Written request
Reproduce each of the following items line for line, with no changes.

Stored entries
##########
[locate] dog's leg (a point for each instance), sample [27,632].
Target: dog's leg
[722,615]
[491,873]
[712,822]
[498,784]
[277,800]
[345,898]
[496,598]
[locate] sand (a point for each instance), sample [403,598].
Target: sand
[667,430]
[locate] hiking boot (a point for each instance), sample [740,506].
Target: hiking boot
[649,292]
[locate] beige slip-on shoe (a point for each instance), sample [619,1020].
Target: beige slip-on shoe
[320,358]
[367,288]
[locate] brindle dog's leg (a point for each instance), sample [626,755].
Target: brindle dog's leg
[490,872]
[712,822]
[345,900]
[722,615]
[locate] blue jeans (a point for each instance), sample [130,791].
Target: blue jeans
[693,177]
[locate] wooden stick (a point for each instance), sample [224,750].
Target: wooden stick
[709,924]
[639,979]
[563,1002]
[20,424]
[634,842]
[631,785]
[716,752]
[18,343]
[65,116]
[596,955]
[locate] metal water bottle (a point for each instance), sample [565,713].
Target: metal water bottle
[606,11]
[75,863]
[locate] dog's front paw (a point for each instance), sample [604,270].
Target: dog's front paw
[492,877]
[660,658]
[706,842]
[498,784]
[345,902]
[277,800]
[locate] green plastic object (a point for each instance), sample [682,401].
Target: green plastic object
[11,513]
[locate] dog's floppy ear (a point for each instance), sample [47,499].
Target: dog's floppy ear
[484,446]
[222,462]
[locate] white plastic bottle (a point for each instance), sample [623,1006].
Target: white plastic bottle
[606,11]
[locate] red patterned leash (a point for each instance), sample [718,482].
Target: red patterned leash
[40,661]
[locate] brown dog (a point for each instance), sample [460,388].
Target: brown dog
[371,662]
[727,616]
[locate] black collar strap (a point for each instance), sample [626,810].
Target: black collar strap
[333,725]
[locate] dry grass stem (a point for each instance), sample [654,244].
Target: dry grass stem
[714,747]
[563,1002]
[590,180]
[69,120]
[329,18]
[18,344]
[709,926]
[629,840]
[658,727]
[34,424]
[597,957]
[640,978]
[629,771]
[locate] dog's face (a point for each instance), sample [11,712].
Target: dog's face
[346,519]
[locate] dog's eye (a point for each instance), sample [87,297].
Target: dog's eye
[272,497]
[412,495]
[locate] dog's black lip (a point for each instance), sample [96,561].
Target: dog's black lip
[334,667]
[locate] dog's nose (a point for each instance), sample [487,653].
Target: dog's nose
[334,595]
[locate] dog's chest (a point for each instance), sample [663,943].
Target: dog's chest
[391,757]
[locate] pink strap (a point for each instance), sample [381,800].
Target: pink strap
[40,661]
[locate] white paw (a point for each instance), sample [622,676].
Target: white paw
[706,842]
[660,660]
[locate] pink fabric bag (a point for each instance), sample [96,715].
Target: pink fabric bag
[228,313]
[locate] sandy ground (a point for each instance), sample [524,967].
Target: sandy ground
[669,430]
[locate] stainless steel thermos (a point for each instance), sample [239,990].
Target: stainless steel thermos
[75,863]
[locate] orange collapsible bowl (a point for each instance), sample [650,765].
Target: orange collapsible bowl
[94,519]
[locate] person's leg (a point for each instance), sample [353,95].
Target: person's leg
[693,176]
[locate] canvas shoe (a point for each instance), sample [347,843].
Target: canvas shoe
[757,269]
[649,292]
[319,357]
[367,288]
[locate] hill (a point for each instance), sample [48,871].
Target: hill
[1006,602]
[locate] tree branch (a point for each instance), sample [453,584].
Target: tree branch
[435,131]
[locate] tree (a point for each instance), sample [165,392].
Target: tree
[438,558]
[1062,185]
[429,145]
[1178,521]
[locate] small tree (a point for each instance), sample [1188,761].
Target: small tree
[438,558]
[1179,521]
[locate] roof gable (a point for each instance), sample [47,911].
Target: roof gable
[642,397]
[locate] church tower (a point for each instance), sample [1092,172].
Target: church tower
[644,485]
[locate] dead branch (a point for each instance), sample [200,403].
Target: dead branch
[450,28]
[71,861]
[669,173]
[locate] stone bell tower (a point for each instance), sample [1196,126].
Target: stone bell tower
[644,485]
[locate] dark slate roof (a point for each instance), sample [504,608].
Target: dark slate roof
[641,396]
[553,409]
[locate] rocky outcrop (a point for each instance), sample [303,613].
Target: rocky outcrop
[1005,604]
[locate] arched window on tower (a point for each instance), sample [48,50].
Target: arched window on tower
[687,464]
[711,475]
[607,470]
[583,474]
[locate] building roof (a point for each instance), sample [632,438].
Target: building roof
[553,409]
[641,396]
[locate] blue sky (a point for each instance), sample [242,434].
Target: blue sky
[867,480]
##########
Problem solution
[locate] dog's leg (a point for each instance), sample [27,632].
Target: dog's leg
[722,615]
[491,873]
[712,822]
[498,784]
[277,800]
[345,898]
[496,598]
[locate] sand (a point for each instance), sample [403,598].
Target: sand
[667,430]
[locate] hiking boot (a point for each instance), sample [740,506].
Target: hiking boot
[649,292]
[locate] beige slip-on shoe (a point for each instance), sample [619,1020].
Target: beige slip-on shoe
[320,358]
[367,288]
[locate] brindle dog's leg (a point for each instance), sample [626,755].
Target: brindle dog's leg
[490,872]
[712,822]
[345,900]
[722,615]
[locate] blue jeans (a point for each instance), sample [130,791].
Target: blue jeans
[693,177]
[locate] wooden stick (a point for each instance), sample [224,750].
Target: wooden stick
[709,924]
[639,979]
[563,1002]
[20,424]
[634,842]
[631,785]
[716,752]
[18,343]
[65,116]
[596,955]
[locate] metal water bottle (a point for each instance), sample [565,713].
Target: metal water bottle
[606,11]
[75,863]
[locate] dog's front paw (a point for each instance), sample [604,270].
Target: dog's front paw
[492,877]
[660,658]
[706,842]
[498,784]
[345,902]
[277,800]
[locate] green plastic object (a point for each instance), sample [682,401].
Target: green plastic object
[11,513]
[locate] dog's floppy ear (a point for each instance), sample [47,499].
Target: dog's floppy ear
[484,446]
[222,462]
[locate] white plastic bottle (a point for each instance), sample [623,1006].
Target: white plastic bottle
[606,11]
[locate] red patterned leash (a point for each instance), sample [718,482].
Target: red patterned leash
[40,661]
[locate] brown dog (a point for each instance), sample [460,388].
Target: brown dog
[371,662]
[727,616]
[locate] black collar strap (a point for each instance), sample [626,810].
Target: black collar strap
[333,725]
[locate] dry grass stem (a point for each instance), sample [654,244].
Target: dry grass stem
[714,747]
[563,1002]
[590,180]
[69,120]
[329,18]
[18,344]
[709,926]
[629,840]
[658,727]
[34,424]
[597,957]
[640,978]
[629,771]
[locate] dog's face (a point for each instance), sample [11,712].
Target: dog's face
[346,519]
[locate] dog's eye (a point for each instance), sample [87,297].
Target: dog's eye
[272,497]
[412,495]
[locate] dog's black lip (a point for each instance), sample [96,561].
Target: dog's black lip
[334,667]
[locate] dog's nose (a point for each instance), sample [487,653].
Target: dog's nose
[334,595]
[locate] dog's chest (a point for each instance), sample [663,943].
Target: dog's chest
[391,757]
[locate] pink strap (a point for each instance), sample [381,800].
Target: pink strap
[40,661]
[locate] white paw (a point for each instance), sample [622,676].
Target: white paw
[706,842]
[660,660]
[locate] pink fabric bag (a point for each instance), sample [96,715].
Target: pink fabric bag
[228,313]
[locate] sandy ground (a point for each instance), sample [524,967].
Target: sandy ground
[669,430]
[locate] stainless steel thermos (a point for each instance), sample [239,990].
Target: stainless steel thermos
[75,863]
[locate] orange collapsible bowl (a point for each instance), sample [650,765].
Target: orange collapsible bowl
[94,519]
[locate] person's leg (a point for each instance), sample [353,95].
Target: person's leg
[693,176]
[locate] canvas shoe (a point for each instance), sample [347,843].
Target: canvas shoe
[757,269]
[649,292]
[319,357]
[367,288]
[locate] hill (a point for each instance), sample [48,871].
Target: hill
[1006,602]
[locate] tree branch (a point for each instance), sample [453,584].
Target: tree branch
[435,131]
[locate] tree (a point for each instance), sample [165,392].
Target: tree
[438,558]
[1062,185]
[429,145]
[1178,521]
[locate] small tree (a point for each instance), sample [1188,761].
Target: small tree
[438,558]
[1179,521]
[locate] roof gable (a point for each instance), sample [47,911].
Target: roof gable
[642,397]
[locate] church tower (a point for each instance), sample [1092,172].
Target: church tower
[644,485]
[locate] dead branch (a point for each instance), sample [200,403].
Target: dead branch
[450,28]
[71,861]
[669,173]
[locate] stone bell tower (a point for each instance), sample [1196,126].
Target: stone bell tower
[644,485]
[locate] dark slate roof (a point for each instance), sample [504,608].
Target: dark slate roof
[641,396]
[553,409]
[locate] rocky outcrop (a point for each instance), sample [303,613].
Target: rocky outcrop
[1005,604]
[locate] arched window on tower (a point for each instance), sample [48,50].
Target: arched window on tower
[687,464]
[711,475]
[607,470]
[583,474]
[locate] building roof (a point for each instance), sample [632,438].
Target: building roof
[553,409]
[641,396]
[locate] blue sky (a point for each instance), sample [242,434].
Target: blue sky
[867,480]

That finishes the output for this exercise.